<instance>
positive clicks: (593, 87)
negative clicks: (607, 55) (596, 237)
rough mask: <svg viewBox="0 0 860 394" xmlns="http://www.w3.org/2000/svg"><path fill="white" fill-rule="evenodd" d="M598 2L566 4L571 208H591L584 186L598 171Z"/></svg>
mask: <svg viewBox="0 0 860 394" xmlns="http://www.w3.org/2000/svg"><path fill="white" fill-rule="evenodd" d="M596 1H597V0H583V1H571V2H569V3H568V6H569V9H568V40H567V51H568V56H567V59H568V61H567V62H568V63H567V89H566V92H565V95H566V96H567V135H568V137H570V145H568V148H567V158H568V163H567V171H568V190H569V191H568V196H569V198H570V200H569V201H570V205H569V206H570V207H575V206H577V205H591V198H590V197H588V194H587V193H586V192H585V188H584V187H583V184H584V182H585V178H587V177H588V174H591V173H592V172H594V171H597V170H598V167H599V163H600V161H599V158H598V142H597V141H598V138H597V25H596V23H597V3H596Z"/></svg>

━━━━━━━━━━

_WORK TO BE COMPLETED_: Go line by line through the data and copy any that contain "clicks".

_WRITTEN ANSWER_:
positive clicks: (593, 87)
negative clicks: (607, 55) (596, 237)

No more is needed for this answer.